BEGIN

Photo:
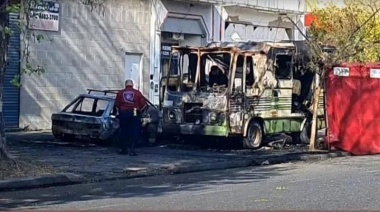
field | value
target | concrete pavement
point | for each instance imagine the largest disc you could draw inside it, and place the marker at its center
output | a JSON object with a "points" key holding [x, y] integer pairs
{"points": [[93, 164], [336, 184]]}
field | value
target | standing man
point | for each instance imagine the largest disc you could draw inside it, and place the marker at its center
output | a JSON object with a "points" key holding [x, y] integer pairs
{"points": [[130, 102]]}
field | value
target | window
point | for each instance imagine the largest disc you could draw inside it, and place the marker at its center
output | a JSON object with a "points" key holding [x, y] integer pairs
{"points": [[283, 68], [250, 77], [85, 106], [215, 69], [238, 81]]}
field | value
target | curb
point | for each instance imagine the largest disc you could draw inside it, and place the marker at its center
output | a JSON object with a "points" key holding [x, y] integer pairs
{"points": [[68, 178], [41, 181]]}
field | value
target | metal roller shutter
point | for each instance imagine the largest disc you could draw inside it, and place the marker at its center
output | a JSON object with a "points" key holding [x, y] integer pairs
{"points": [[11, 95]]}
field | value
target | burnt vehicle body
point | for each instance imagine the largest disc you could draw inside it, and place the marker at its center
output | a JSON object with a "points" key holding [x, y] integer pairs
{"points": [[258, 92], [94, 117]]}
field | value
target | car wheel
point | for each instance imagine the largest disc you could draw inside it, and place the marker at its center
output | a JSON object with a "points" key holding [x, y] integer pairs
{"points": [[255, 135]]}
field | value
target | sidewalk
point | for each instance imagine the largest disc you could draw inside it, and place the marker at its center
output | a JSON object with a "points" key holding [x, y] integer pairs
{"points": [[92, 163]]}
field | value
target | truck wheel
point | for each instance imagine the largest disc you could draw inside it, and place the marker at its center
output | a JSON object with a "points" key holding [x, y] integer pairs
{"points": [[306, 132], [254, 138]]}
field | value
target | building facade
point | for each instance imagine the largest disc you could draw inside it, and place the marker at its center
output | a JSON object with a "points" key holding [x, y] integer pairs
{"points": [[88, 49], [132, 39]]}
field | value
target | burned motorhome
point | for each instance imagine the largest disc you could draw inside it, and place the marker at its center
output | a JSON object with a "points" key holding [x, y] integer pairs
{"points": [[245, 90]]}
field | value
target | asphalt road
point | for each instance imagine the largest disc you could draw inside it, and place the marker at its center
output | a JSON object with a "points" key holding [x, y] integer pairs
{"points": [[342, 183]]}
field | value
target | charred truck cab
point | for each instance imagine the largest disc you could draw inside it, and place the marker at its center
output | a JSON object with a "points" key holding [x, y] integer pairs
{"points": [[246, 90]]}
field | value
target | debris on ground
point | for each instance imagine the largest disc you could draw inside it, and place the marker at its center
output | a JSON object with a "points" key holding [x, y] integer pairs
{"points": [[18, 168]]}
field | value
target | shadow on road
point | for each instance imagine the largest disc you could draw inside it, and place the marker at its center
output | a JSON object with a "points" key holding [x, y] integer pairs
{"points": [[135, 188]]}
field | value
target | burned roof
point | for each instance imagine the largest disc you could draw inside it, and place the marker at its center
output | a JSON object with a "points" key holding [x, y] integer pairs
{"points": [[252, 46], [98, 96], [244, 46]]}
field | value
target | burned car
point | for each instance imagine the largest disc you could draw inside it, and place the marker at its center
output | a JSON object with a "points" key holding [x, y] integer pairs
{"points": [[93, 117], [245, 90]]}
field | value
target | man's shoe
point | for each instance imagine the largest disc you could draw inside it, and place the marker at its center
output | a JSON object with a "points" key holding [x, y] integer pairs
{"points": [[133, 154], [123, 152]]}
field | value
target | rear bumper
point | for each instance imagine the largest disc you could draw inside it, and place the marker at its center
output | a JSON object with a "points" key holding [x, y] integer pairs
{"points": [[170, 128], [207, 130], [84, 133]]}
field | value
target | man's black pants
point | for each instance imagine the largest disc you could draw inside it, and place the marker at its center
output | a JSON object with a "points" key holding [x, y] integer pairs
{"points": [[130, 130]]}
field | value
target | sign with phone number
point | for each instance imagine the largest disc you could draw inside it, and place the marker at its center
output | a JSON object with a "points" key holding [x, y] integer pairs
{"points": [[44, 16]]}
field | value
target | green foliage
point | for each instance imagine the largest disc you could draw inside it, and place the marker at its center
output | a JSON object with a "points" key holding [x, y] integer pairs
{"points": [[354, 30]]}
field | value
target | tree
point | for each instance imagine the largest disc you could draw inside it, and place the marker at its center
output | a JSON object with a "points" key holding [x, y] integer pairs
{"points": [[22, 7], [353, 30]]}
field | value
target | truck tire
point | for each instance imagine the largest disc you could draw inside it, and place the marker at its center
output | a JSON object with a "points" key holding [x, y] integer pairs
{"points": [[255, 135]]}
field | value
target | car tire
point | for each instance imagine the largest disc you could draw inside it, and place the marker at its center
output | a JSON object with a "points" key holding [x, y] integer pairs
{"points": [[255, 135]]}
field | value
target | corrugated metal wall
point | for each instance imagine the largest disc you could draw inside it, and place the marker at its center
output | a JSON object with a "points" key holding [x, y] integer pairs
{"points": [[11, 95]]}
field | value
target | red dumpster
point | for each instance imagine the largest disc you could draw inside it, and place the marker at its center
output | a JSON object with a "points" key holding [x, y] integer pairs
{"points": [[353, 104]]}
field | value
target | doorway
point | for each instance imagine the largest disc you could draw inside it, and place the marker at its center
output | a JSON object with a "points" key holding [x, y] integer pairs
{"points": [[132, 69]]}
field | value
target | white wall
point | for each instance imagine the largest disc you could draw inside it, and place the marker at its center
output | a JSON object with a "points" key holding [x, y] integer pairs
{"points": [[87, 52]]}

END

> _WORK INSTRUCTION_: Leaving all pictures aside, quote each record exactly.

> _OUTPUT FOR THIS EXERCISE_:
Photo:
field | value
target | concrete pavement
point | for each instance imagine the largest disc you could draw inside it, and place the marker at its center
output | a JSON object with a "points" key holding [x, y] integer pairs
{"points": [[93, 164], [336, 184]]}
field | value
target | standing man
point | for each instance imagine the largest disc you could draw inside it, and place the marker at its center
output | a JSON object with a "points" key holding [x, y] integer pairs
{"points": [[130, 102]]}
field | value
target | window
point | for each instance imagine the largest disc you could draw inside it, and place the marker at its center
output | a JSON object with a "points" key holding [x, y] integer pairs
{"points": [[283, 68], [250, 77], [85, 106], [215, 69], [238, 81]]}
field | value
target | curb
point | for each instance imagine the largest disc you could draw inside it, and place the marker at its center
output | a JSON object with a "points" key holding [x, y] integer pairs
{"points": [[68, 178], [41, 181]]}
field | value
target | metal roller shutter
point | for each instance imagine the largest disc you could draw inside it, and place the marker at its center
output | a JSON object with a "points" key holding [x, y] integer pairs
{"points": [[11, 95]]}
field | value
target | burnt vehicle body
point | for each instance imagine the largest disc you could draw inside it, and place the marker at its center
output | a JSON object with a "points" key holding [x, y] integer pairs
{"points": [[258, 92], [94, 117]]}
field | value
target | car wheel
point | for each instance imagine the largest disc you could draw inside it, and place the marker at its center
output | a JSON object with a "points" key holding [x, y] integer pairs
{"points": [[255, 135]]}
field | value
target | sidewalk
point | for each instance imagine the largest disc you could draw inside it, and place the marker at its center
output | a JSON object with a "points" key holding [x, y] integer pairs
{"points": [[92, 163]]}
field | value
target | truck wheel
point | for each instance imagine the largest disc you could draw inside it, and place the marker at its center
output | a JSON object with a "points" key holding [x, y] integer pairs
{"points": [[306, 132], [254, 138]]}
field | value
target | building facade
point | for each instance imagine the largest disc you could draw inside it, and place the marker at its center
output | a JSON object with a "points" key holding [x, y] integer pairs
{"points": [[88, 49], [132, 39]]}
field | value
target | burned motorhome
point | for each instance imagine the largest disc you could draw inside it, and place the marker at its center
output | a JSON object with a "points" key holding [x, y] integer pairs
{"points": [[245, 90]]}
field | value
target | asphalt road
point | for each instance imagine the largest disc you could draw inside it, and place the marker at its center
output | a JSON object with a "points" key holding [x, y] integer pairs
{"points": [[342, 183]]}
field | value
target | charred truck cab
point | for each instance imagine the largest disc you could draw inside it, and place the marker at its center
output | a JSON object with a "points" key holding [x, y] integer pairs
{"points": [[246, 90]]}
field | value
target | debris on ground
point | for each instance imagine the largest disc you could draw inside it, and place the marker at its center
output | a JSON object with a "points" key holding [x, y] integer pairs
{"points": [[18, 168]]}
field | value
target | shadow on road
point | for each instance imagine the largest disc you could draw inside it, and place the marker at its center
output | a JSON object with a "points" key holding [x, y] integer pairs
{"points": [[135, 188]]}
field | value
target | burned roof
point | for each instance imagine the largest disc you could draw inside it, and place the marker at its center
output | a JSON object with a "points" key holding [x, y] integer pairs
{"points": [[252, 46], [98, 96], [244, 46]]}
field | value
target | burned car
point | for each instance imagine the largest disc you could draw inside it, and place the marker at its center
output | a JSON object with a "points" key holding [x, y] integer pairs
{"points": [[93, 117], [245, 90]]}
field | value
target | man's shoe
point | for each instance imagine the largest disc you could draw inside it, and place the marker at its center
output | a JSON object with a "points" key holding [x, y] integer pairs
{"points": [[133, 154], [123, 152]]}
field | value
target | rear bumper
point | for each instance imagine the largest disc you could draw inside it, and place the marker at its center
output | a JSON object with a "points" key holding [x, y] integer pairs
{"points": [[170, 128], [207, 130], [84, 133]]}
field | value
target | man's black pants
point | for each instance imagine the largest disc you could draw inside it, and place the marker at its center
output | a JSON object with a "points" key holding [x, y] integer pairs
{"points": [[130, 130]]}
field | value
target | sign with phone number
point | for each instance imagine the largest disc you could draw inside it, and place the marker at its center
output | a JSON object with a "points" key holding [x, y] integer pairs
{"points": [[44, 16]]}
field | value
target | green foliage
point | for each instance imagine the largest disc you could draw inside it, and place the marker at its center
output | a JSON object with a "points" key holding [x, y] integer pairs
{"points": [[354, 30]]}
field | value
target | tree
point | for each instance imagine the largest disc you could draw inside it, and place the marker at its center
output | a JSON object with a "points" key holding [x, y] integer pairs
{"points": [[22, 7], [353, 30]]}
field | value
target | truck tire
point | for each instance imagine the largest disc you could draw inside it, and place the marker at its center
output | a JSON object with a "points" key holding [x, y] integer pairs
{"points": [[255, 135]]}
field | value
target | car tire
point | for each instance imagine the largest disc you could draw inside it, and place the marker at its center
output | a JSON object with a "points" key holding [x, y] integer pairs
{"points": [[255, 135]]}
field | value
target | corrugated metal wall
point | for each instance imagine the largest disc you could draw inside it, and place the marker at its center
output | a JSON object with a "points" key holding [x, y] integer pairs
{"points": [[11, 95]]}
field | value
target | red dumpster
point | for each instance imagine the largest disc you could draw inside it, and place the marker at its center
output | a JSON object with a "points" key holding [x, y] integer pairs
{"points": [[353, 104]]}
field | value
target | doorway
point | for each instance imagine the largest disc you could draw inside it, and place the marker at its center
output | a JSON object with a "points" key holding [x, y] integer pairs
{"points": [[132, 69]]}
field | value
target | white wall
point | for each instance imagine the largest disc you could draw inside it, and place the marker at its center
output | a JSON object with a "points" key holding [x, y] integer pairs
{"points": [[87, 52]]}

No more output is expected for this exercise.